Key: N, total observations; Mean, average of within-subjects means; SE, average of within-subjects standard errors; n, number of subjects

First analysis—comparing normalized mean and CV of summed labor, consumption, and income variables

We compared the changes in within-subjects (i.e., along time) mean and coefficient of variation (CV) for all recall tasks involving counting or summing, across different recall periods of week, month, and season. In the case of the within-subjects mean, a negative relationship with recall length suggests a potential loss of information, perhaps due to salience. For within-subjects CVs, a negative relationship with recall length suggests missing intra-period variation (in other words, respondents tend to cognitively smooth out remembered experiences over longer periods of time). For most tasks that estimate spending, illness, or school absences, we observe significant decline in within-subjects mean as the recall period increases from week to month and to season (Fig. 5).We also observe significant declines in the within-subjects mean as the recall period increases from month to season for most labor estimations, though there are few differences as the recall period increases from week to month. We observe significant declines in within-subjects CVs for most labor tasks, as well as illnesses and school absences as the recall period increases from week to month to season, while observing a declining within-subjects CV for expenditures only as the recall period increases from month to season.

Fig. 5.

Fig. 5

Normalized group-level averages of within-subjects average and coefficient of variation, across tasks asked weekly, monthly, and seasonally, with recall period == frequency (i.e., asked once a month to recall over past month). Additional labor variables included as Supplementary Material. Significant differences linked with solid lines, and non-differences linked with dashed lines; linkage from week to season shown in gray for clarity.

Taken together, these findings suggest that while there may be week-to-week variation in labor use, it is generally well recalled over the preceding month. In contrast, while spending may be similar from week to week, it is much more difficult to recall spending over the last month. To add even further contrast, illnesses, and school absences may vary from week to week and also be difficult to recall over a month recall period.

Second analysis—comparing normalized mean and CV of summed food consumption variables

Our pilot also included a food consumption diary, but in this case, the recall period was set to the preceding 1-day (24 h) period irrespective of the frequency with which this task was administered. The rationale behind this decision was that food consumption would be difficult to recall with any real degree of precision over a period longer than one week. In this case we would not necessarily expect significant differences in within-subjects mean across sampling frequency. In general, we do not observe any differences in the within-subjects means over response frequency, with two exceptions. Specifically, we find differences in the within-subjects means on consumption of both cereals and vegetables as the response frequency decreased from once per month to once per season (Fig. 6). It might be tempting to ascribe this as simply a weak signal of missed intra-period variation manifesting as a change in mean, but that would be better captured by the within-subjects CV, rather than the within-subjects mean. When we consider the CV, we do in fact observe a number of significant declines in CV in the food consumption diary with less frequent responses, with declining within-subjects CV as the response frequency drops from weekly to monthly for pulses, oils, vegetables and greens, fruits, meat and eggs, and small fish. We also observe declining within-subjects CVs for consumption of cereals, vegetables, meat and eggs, and big fish as the response frequency declines from monthly to seasonal. Thus, for many food consumption items, it seems apparent that less frequent data collection misses a great deal of variation that occurs in the intervening period, despite the fact that food consumption over the past day may not look that different on average, regardless of when a respondent is asked.

**What needs to be done**
Answer these questions from the text on survey recall periods:
(a) What recall period did the food consumption diary use?
(b) For expenditures, between which recall periods did the within-subjects CV decline?
(c) In Fig. 5, what kind of line links non-differences?
The entries have no connection to the text on survey recall periods.

**Listing**
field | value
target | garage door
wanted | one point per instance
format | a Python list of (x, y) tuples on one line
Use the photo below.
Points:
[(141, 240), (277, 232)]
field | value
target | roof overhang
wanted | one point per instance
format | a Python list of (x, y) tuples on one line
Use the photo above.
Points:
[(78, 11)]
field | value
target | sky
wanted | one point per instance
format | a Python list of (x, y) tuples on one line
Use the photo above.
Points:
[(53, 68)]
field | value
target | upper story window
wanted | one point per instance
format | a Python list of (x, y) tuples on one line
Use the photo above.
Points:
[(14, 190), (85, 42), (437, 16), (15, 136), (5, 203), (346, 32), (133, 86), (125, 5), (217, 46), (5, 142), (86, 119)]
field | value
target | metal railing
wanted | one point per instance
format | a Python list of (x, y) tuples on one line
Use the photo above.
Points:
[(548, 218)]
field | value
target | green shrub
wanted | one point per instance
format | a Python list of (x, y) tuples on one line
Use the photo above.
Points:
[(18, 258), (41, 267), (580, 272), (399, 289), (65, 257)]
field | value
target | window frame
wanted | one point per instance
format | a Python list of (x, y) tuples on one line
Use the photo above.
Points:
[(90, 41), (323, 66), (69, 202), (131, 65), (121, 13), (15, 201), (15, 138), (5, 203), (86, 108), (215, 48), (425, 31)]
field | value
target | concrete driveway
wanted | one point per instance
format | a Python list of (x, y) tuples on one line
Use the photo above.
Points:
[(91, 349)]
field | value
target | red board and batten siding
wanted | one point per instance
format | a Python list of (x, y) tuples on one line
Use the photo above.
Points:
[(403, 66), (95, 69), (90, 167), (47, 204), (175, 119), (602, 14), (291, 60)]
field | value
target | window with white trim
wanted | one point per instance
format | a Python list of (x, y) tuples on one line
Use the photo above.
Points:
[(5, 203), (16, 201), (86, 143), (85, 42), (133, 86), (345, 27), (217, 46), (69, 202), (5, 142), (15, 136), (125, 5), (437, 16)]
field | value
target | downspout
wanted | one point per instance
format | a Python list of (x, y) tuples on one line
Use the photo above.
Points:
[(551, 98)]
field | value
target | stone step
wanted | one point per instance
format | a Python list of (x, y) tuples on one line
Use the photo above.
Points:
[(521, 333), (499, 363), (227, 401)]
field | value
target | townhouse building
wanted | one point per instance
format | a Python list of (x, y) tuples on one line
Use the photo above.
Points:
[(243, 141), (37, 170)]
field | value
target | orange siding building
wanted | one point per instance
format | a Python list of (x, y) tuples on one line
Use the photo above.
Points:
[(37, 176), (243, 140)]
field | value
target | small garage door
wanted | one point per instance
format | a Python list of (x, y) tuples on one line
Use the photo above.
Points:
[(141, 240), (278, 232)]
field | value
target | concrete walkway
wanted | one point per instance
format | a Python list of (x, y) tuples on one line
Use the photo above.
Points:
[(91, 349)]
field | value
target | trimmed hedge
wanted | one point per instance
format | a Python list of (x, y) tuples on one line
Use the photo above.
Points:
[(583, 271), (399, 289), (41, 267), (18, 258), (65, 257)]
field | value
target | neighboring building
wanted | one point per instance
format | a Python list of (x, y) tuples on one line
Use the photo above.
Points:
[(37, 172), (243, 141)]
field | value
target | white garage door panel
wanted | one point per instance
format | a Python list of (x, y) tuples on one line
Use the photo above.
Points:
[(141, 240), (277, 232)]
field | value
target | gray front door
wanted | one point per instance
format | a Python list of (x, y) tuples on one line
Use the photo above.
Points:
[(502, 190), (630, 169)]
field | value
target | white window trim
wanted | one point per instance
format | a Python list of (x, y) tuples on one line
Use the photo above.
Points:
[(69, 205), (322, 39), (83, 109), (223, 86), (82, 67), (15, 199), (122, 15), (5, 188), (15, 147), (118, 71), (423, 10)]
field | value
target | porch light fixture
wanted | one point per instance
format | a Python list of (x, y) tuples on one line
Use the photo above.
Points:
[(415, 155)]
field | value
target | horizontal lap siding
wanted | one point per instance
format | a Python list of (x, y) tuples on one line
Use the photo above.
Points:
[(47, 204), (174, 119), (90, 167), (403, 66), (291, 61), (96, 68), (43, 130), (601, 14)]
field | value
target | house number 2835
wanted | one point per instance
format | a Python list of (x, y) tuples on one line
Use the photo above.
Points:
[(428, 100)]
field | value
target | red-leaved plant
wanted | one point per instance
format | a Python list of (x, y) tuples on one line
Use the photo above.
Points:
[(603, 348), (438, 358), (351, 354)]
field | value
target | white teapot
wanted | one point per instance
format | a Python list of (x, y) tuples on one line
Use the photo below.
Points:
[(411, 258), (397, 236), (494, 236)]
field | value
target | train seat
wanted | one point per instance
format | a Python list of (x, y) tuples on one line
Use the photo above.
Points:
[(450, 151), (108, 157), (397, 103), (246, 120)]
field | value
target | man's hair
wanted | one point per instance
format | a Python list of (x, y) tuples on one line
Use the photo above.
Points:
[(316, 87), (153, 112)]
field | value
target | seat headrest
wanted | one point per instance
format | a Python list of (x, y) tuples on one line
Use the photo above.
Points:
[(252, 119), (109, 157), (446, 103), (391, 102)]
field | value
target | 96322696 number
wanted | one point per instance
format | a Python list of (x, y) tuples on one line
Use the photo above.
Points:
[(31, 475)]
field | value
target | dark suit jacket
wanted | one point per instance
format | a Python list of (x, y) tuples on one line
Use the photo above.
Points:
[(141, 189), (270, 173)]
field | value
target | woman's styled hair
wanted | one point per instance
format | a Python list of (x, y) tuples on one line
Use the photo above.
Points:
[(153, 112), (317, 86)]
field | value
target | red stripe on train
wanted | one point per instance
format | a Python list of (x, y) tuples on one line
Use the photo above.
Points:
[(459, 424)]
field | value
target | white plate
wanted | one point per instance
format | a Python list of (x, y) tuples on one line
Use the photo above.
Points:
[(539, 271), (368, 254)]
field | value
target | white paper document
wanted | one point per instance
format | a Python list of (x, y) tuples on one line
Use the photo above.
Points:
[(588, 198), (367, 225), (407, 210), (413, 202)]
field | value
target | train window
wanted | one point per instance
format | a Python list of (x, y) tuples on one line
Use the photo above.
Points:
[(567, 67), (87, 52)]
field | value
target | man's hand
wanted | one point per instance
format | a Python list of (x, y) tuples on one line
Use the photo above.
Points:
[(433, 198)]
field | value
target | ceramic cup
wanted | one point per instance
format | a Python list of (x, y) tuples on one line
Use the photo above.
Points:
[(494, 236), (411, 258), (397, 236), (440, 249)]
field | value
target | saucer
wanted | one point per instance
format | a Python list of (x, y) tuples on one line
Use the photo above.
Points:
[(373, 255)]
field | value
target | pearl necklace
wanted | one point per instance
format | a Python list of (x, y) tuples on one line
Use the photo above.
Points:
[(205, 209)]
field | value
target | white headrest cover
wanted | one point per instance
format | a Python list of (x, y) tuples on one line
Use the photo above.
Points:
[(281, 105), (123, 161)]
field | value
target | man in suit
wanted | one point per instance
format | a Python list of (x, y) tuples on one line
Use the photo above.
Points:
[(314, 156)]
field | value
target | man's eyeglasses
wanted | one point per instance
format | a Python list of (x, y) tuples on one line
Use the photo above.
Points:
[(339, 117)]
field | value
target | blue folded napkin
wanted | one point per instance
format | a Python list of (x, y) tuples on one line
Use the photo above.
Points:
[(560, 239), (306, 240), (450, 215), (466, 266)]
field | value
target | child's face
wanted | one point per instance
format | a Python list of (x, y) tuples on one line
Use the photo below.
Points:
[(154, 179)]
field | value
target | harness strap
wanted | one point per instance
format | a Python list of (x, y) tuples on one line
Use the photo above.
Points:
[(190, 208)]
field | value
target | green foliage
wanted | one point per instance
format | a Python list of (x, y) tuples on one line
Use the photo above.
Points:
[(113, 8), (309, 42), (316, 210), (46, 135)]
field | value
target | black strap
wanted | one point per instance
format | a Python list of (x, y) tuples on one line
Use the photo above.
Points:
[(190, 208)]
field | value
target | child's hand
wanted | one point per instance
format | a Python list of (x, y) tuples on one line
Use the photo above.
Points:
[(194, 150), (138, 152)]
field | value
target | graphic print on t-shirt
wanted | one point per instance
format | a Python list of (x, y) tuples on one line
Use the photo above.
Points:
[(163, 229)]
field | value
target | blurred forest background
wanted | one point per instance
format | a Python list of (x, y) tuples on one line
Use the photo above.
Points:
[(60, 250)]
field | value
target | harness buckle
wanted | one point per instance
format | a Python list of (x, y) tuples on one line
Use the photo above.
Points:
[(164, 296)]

**Finished task**
(a) The preceding 1-day (24 h) period, regardless of how often the task was administered.
(b) From month to season.
(c) Dashed lines.